**Problem:** Produce the lines from the one containing "Exercise. Mark the lantern" through the end of the material exactly as they appear, both ends included, and leave the pictures out.

- - -

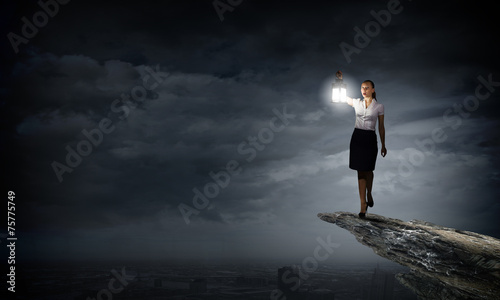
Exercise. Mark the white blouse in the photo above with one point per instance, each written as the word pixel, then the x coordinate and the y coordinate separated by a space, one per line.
pixel 366 118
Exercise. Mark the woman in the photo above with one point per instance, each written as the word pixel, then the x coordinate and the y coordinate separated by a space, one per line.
pixel 363 147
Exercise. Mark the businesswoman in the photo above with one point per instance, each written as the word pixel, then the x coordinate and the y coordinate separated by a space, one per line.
pixel 363 147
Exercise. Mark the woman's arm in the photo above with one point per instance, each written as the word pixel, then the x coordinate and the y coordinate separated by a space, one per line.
pixel 381 130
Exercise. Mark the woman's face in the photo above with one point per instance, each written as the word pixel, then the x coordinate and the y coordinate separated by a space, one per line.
pixel 367 89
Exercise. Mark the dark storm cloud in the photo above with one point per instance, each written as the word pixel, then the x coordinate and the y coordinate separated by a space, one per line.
pixel 225 79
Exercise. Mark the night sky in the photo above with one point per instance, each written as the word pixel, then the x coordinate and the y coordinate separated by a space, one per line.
pixel 173 131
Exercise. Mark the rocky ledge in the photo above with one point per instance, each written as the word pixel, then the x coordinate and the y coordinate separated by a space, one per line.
pixel 445 263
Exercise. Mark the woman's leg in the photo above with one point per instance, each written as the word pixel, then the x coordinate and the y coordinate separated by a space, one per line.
pixel 369 184
pixel 362 185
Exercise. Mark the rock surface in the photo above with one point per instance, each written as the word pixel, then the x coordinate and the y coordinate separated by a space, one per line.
pixel 445 263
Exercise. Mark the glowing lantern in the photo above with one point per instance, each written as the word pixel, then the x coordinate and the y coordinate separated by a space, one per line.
pixel 339 93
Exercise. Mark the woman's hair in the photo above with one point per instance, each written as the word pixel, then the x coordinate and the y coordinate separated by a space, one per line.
pixel 374 95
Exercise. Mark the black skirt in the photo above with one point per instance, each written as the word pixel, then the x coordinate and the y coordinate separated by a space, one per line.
pixel 363 150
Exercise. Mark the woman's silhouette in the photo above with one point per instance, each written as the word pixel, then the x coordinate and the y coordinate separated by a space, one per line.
pixel 363 147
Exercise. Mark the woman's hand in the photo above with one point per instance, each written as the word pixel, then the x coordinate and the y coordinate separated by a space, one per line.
pixel 383 152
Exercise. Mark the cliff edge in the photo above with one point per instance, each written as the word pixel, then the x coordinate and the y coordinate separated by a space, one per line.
pixel 445 263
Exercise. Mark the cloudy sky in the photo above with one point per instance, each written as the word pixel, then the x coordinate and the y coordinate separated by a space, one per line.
pixel 141 130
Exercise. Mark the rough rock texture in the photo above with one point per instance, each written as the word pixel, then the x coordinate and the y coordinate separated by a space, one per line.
pixel 445 263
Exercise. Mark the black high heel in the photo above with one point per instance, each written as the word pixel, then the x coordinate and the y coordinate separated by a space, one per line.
pixel 370 203
pixel 363 215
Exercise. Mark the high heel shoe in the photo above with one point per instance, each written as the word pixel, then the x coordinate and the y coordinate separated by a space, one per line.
pixel 363 215
pixel 370 201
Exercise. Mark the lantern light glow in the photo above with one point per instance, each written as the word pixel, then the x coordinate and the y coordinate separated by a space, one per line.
pixel 339 91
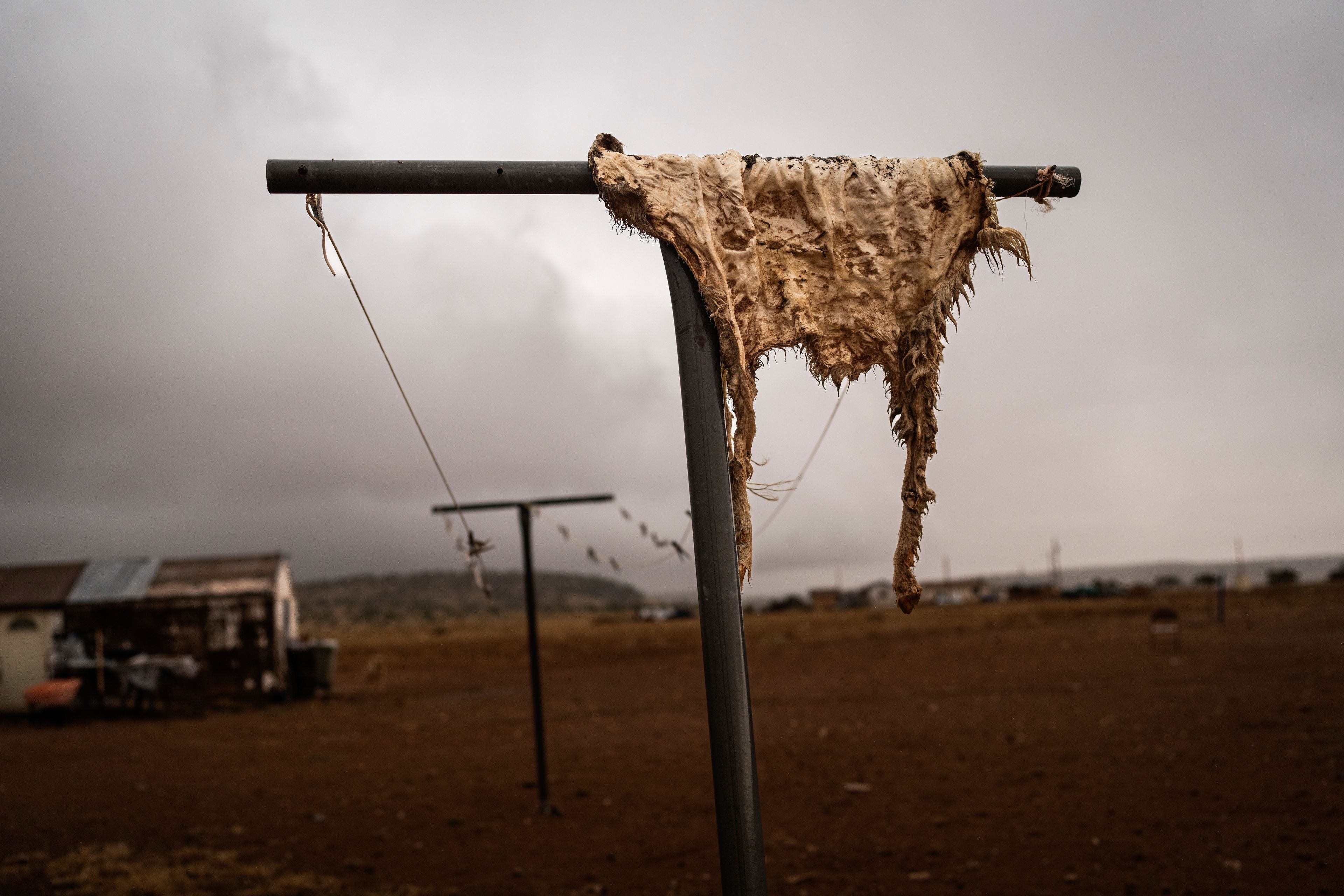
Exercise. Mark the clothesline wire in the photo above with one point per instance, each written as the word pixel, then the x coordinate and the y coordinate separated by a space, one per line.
pixel 314 206
pixel 803 472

- - -

**Answer box:**
Exercise. Mark the lantern light glow in the photo above with one point per instance, each written as the word pixel, then the x coordinate and the y coordinate separated by a space, one per line.
pixel 339 91
Exercise. Mark the clothesline wire in the photo above with one point per instance, each written as the word pixel, then the x coordinate and the y coordinate separated by a space, one per line.
pixel 314 206
pixel 803 472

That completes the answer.